=== YOUR OBJECTIVE ===
Only the pictures are to be left out; return the rest of the data exactly as it stands.

(DATASET CONTENT)

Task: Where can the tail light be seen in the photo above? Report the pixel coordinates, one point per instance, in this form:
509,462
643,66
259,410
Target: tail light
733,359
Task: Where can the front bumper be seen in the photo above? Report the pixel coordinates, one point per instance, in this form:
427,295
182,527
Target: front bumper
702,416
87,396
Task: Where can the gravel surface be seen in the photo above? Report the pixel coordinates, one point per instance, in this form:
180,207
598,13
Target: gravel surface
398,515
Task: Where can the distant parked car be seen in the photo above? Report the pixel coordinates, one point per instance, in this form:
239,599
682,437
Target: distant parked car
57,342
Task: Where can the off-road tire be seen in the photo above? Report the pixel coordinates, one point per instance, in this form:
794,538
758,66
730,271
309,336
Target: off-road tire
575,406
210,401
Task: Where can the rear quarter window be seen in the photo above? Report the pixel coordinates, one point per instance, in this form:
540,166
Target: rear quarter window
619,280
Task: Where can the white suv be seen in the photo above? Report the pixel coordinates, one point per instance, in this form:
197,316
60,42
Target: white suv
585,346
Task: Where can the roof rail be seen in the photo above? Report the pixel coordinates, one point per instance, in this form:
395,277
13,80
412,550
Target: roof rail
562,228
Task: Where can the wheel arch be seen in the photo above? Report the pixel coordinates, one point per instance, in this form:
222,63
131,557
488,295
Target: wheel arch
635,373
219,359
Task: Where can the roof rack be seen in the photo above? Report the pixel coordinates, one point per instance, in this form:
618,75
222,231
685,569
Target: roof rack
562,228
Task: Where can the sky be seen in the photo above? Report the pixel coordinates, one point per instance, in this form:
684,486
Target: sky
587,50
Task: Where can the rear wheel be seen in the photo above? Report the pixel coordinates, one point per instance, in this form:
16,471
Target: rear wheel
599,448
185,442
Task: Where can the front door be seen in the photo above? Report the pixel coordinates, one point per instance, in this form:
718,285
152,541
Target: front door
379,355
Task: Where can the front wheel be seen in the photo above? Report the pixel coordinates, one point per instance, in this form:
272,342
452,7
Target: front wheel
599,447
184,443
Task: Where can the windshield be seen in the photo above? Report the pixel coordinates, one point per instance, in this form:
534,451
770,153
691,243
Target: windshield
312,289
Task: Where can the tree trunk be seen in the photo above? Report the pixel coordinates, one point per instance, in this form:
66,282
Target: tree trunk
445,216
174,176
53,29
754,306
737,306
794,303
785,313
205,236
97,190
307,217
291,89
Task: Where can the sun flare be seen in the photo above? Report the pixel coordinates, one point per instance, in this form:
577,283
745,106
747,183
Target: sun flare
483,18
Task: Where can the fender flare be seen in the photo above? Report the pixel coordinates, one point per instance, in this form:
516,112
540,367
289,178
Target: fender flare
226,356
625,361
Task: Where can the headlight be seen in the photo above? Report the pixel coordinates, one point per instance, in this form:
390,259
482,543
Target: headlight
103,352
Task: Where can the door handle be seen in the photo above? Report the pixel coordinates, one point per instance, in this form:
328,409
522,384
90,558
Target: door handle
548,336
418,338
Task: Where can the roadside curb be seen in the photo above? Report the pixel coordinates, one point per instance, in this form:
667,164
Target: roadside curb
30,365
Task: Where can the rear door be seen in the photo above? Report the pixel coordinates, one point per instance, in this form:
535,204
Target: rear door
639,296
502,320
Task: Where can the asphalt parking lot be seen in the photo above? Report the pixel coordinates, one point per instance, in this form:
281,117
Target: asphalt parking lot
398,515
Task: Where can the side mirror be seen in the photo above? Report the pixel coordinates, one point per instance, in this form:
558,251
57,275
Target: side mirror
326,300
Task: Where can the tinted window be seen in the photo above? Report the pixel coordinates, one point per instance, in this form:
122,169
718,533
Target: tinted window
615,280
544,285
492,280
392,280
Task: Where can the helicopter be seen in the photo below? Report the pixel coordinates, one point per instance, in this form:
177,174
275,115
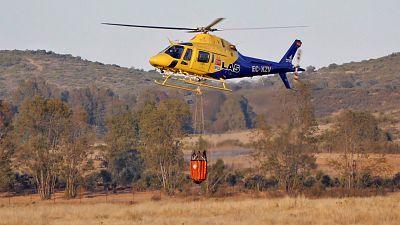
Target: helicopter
208,59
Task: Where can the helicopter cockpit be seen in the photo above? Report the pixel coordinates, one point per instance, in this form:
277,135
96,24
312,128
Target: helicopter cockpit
175,51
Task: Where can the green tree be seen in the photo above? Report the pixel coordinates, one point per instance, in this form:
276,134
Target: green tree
356,135
75,147
6,146
161,128
235,114
39,129
122,152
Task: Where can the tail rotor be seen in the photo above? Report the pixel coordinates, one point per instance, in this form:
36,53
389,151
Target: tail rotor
297,65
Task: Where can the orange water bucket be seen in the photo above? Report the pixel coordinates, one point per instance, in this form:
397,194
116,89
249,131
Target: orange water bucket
198,170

(End DATASET CONTENT)

=== ANSWER SPACE ===
Task: Where can the tail light be seen in the photo above? Report the pixel coordinates, one point per instance, in this form:
509,462
643,66
259,410
Target: tail light
733,359
Task: Where can the front bumper be seen in the photo above? Report the pixel coordinates, one point per instance, in this form:
427,295
182,527
Target: front bumper
702,416
87,396
Task: Where can the gravel surface be seen in the photo above? Report the pixel coordinates, one point per instance, in this form:
180,207
598,13
Target: gravel surface
398,515
Task: Where can the distant parked car be seen in the photo above? Report the pixel coordinates, one point per instance, in this form:
239,599
682,437
Target: distant parked car
57,342
Task: Where can the off-road tire be seen in the photo above? Report the pixel coordinates, one point per instance, in this form:
794,538
758,66
730,271
309,336
Target: off-road tire
575,406
210,401
Task: Where can the rear quarter window be seen in the photo above? Report the pixel coordinates, one point per instance, in this form:
540,166
Target: rear quarter window
619,280
Task: Where can the white suv be seen in the photo above? Report the pixel coordinates, one point per instance, in this form:
197,316
60,42
Target: white suv
585,346
Task: Where can the roof rail be seen in the photo above? Report the pixel coordinates, one point per instance, in this form:
395,277
13,80
412,550
Target: roof rail
562,228
Task: Where can the wheel arch be seen in the photo above? Report the pixel coordinates, one point per instance, in this form:
222,63
131,557
488,295
Target: wheel arch
635,373
219,359
Task: Where can the roof rack be seen in the photo above? Report the pixel coordinates, one point per instance, in this form:
618,75
222,231
685,569
Target: roof rack
562,228
Task: Where can the sky be seen in the photo above? Report the pixel coordinates, one point per instance, in this form:
684,486
Target: sky
587,50
Task: Where can the rear wheel be seen in the photo above? Report the pixel coordinates, one point per instance, in this form:
16,471
Target: rear wheel
599,448
185,442
Task: Where can the front door be seen in the photo above? Report the pixel coordinates, one point per instance, in this form:
718,285
152,541
Target: front door
379,355
Task: Where can the front wheel be seen in the photo above? Report the pixel coordinates, one point per instance, in this form:
272,342
452,7
Target: front wheel
599,447
184,443
Task: Where can the windshield be seen in the photo above? Report the pixel coordinates, one point per instance, in this form:
534,451
770,153
691,243
Target: windshield
312,289
Task: Where can the tree trunk be seen in the photo above? Report the pixel coordinates, one point per instance, in this form:
66,282
Target: tree trunk
445,216
174,176
53,29
754,306
737,306
794,303
785,313
205,236
97,190
307,217
291,89
Task: Where can the sun flare be seen in the photo above? Report the pixel coordinates, one point per instance, in this form:
577,283
745,106
747,183
Target: sun flare
483,18
Task: Where can the fender flare be seen in the photo above? Report the pixel coordinates, one point per instance, in this form:
516,112
540,367
289,178
Target: fender flare
226,356
625,361
Task: Where can the headlight be seen in the photo above? Report the pixel coordinates, one point per instance, in this form:
390,259
482,543
Target: headlight
103,352
Task: Where can the door handle be seen in the photo above? Report the pixel coordinates, one point per instance, in this form:
328,409
522,384
90,558
Target: door handle
548,336
418,338
Task: Where can the roadside curb be seen in the photo above? Report the pixel coordinates, one point per instance, in this form:
667,164
Target: roadside curb
30,365
Task: Where can the rear door be seen in the photo above? Report the pixel coordinates, one point per instance, in this form:
535,204
Target: rear door
639,296
502,320
Task: Where can the asphalt parking lot be seen in the photo above? Report the pixel coordinates, one point per instance, in this form:
281,117
Target: asphalt parking lot
398,515
Task: Where can the side mirror be seen in the photo above? Report the pixel coordinates, one point per instance, in this form:
558,251
57,275
Target: side mirror
326,300
Task: Where can the tinted window be seen in the photo above? Report the pixel coordinates, one point per instance, in this form:
122,169
718,533
Target: tinted window
615,280
544,285
492,280
392,280
Task: Where can the helicopter be seen in the photo below? Report the pixel coordinates, one point per instance, in this form:
177,174
275,115
Target: helicopter
208,59
Task: Where can the helicopter cockpit be seen in the photo above? Report the pixel coordinates, one point per instance, in this form:
277,135
96,24
312,128
Target: helicopter cockpit
175,51
Task: Where can the green tree be seen in the photo above? Report the pixel coordinates, one point per instance, in this form:
276,134
Target: green tree
356,135
75,147
6,146
161,128
235,114
39,129
122,152
Task: Where can the tail rotor be seen in the photo above? Report the pixel coordinates, one point per instance, in this form:
36,53
389,151
Target: tail rotor
297,65
Task: Where can the orange water bucket be seen in the photo above? Report the pixel coordinates, one point per instance, in this form:
397,194
116,89
249,131
Target: orange water bucket
198,170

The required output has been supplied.